Latina, maxi blitz contro la mafia rom: 250 agenti per 20 arresti e 45 capi d’accusa
È partito alle prime luci dell’alba il maxi blitz della polizia Polizia di Stato di Latina, che su ordine della Direzione Distrettuale Antimafia di Roma, ha eseguito le misure cautelari nei confronti di oltre 20 persone, appartenenti ad un pericoloso clan criminale rom operante nel quartiere Campo Boario della città laziale, poiché ritenute responsabili di associazione di tipo mafioso, traffico di sostanze stupefacenti, estorsione, violenza privata, favoreggiamento, intestazione fittizia di beni, riciclaggio e reati elettorali, tutti aggravati dalle modalità mafiose.
Latina, maxi blitz della polizia contro la mafia rom
Numeri d’eccezione, quelli che hanno caratterizzato il maxi blitz, con oltre 250 agenti della Polizia di Stato impegnati. Del resto, per la prima volta in territorio pontino viene riconosciuta l’esistenza di un’associazione mafiosa autoctona, non legata a gruppi criminali siciliani, calabresi o campani. Gli autori delle numerose estorsioni, effettuate con metodi particolarmente violenti e vessatori, come avviene nelle mafie tradizionali, spendevano sempre il nome dei Di Silvio per amplificare il potere di intimidazione, ovvero il riferimento alla destinazione del denaro richiesto al sostentamento dei carcerati e delle loro famiglie, o ancora richiamando episodi cruenti risalenti alla guerra criminale del 2010, quando le famiglie rom si imposero sui altri gruppi criminali. Tra i soggetti destinatari della misura cautelare vi sono allora ben 7 donne, una delle quali figura tra i vertici del numeroso clan. E non è ancora tutto: nel provvedimento cautelare vengono contestati anche reati elettorali previsti dal Codice Antimafia.
□ □ □ □ □
Compito assegnato 1: Ritrascrivi alla lettera il passo dell'articolo sul blitz di Latina che comincia dalle parole "Latina, maxi blitz contro" e si chiude dopo le parole "dalle modalità mafiose.".
L'articolo e i record sono materiali distinti fra loro.

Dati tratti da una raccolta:
□ □ □ □ □
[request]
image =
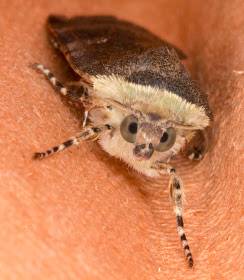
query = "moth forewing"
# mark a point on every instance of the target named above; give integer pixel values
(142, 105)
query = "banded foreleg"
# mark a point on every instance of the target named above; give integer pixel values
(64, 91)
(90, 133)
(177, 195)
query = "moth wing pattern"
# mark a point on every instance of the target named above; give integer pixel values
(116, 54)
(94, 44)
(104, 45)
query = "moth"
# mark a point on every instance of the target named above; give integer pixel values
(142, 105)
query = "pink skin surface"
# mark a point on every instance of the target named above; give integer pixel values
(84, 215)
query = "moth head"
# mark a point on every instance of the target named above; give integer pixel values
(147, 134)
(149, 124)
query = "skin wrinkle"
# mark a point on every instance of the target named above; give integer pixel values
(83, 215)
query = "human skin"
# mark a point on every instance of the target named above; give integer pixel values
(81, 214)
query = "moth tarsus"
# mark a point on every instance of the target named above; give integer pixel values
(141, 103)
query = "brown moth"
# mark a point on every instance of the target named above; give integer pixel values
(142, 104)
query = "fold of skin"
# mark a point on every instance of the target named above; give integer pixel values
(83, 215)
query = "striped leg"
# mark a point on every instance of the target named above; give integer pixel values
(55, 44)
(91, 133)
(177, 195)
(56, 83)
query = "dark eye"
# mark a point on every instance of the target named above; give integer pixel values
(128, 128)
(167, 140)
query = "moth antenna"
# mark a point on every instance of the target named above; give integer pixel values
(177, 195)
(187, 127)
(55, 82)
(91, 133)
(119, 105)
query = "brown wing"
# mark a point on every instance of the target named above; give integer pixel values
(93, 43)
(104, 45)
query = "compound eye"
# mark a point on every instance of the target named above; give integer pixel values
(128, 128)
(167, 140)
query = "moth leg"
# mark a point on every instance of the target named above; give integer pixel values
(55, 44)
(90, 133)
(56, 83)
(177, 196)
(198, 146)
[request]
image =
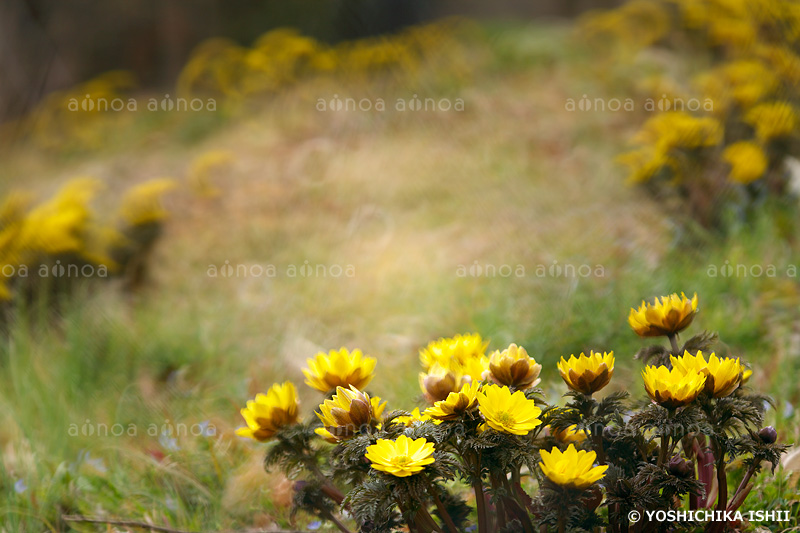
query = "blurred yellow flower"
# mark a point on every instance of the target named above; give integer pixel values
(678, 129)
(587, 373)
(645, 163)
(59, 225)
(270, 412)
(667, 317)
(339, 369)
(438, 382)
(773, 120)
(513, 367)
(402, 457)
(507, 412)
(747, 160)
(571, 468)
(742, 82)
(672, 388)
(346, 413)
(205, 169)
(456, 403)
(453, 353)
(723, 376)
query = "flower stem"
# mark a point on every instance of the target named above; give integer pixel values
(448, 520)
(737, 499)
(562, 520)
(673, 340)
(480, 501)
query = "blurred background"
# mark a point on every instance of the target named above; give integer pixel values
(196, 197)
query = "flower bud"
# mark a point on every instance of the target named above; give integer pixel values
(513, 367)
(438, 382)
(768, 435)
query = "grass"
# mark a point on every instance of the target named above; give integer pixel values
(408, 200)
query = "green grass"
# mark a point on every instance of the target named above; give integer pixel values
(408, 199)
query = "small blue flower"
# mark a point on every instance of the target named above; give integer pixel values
□ □ □ □ □
Compito assegnato 2: Indica soltanto il numero delle righe dei record che contengono la stringa "flower", distinguendo tra maiuscole e minuscole.

Risultato esercizio 1:
Latina, maxi blitz contro la mafia rom: 250 agenti per 20 arresti e 45 capi d’accusa
È partito alle prime luci dell’alba il maxi blitz della polizia Polizia di Stato di Latina, che su ordine della Direzione Distrettuale Antimafia di Roma, ha eseguito le misure cautelari nei confronti di oltre 20 persone, appartenenti ad un pericoloso clan criminale rom operante nel quartiere Campo Boario della città laziale, poiché ritenute responsabili di associazione di tipo mafioso, traffico di sostanze stupefacenti, estorsione, violenza privata, favoreggiamento, intestazione fittizia di beni, riciclaggio e reati elettorali, tutti aggravati dalle modalità mafiose.

Risultato esercizio 2: 4